Change "yellow metal hurdle" to "orange metal hurdle" in the stretch of rows from the line containing "Q: Point out the person" through the line containing "[1275,381,1344,589]", and give those lines back with nothing else altered.

• _Rows_
- - - - - - -

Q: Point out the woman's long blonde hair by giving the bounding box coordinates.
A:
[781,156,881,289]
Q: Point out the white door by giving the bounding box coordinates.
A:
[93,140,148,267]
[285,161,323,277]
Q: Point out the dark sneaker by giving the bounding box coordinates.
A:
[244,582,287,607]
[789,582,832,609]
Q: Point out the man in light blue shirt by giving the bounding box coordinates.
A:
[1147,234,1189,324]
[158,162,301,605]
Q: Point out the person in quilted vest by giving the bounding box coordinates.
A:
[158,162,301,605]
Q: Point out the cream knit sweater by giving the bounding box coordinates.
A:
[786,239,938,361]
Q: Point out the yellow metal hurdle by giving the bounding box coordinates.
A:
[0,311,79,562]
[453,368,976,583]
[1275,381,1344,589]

- - - - - - -

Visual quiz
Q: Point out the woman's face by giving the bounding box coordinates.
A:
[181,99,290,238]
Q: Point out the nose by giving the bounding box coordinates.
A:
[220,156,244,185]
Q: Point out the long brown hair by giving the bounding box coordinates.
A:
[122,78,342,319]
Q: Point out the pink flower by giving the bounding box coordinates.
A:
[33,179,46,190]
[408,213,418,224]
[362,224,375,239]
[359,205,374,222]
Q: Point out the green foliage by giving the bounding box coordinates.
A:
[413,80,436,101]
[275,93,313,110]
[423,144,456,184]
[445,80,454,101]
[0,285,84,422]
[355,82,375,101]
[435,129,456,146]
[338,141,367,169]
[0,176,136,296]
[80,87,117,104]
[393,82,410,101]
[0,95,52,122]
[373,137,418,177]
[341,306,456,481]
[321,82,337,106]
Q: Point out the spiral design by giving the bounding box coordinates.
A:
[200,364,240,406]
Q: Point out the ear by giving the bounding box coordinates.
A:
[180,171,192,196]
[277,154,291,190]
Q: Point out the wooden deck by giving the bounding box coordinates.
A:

- - - - - - -

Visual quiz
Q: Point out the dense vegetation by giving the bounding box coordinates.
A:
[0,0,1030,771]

- - - - - - -

• _Finished task_
Q: Point out the person in quilted vest by giving the bounding box coordinates.
A:
[158,162,301,605]
Q: Point out the cream knit sweater by giving the bounding box coordinates.
A:
[786,239,938,361]
Q: Point out the orange metal hurdle by giving the bounding box coordinates.
A:
[0,311,79,562]
[453,368,976,583]
[1275,381,1344,589]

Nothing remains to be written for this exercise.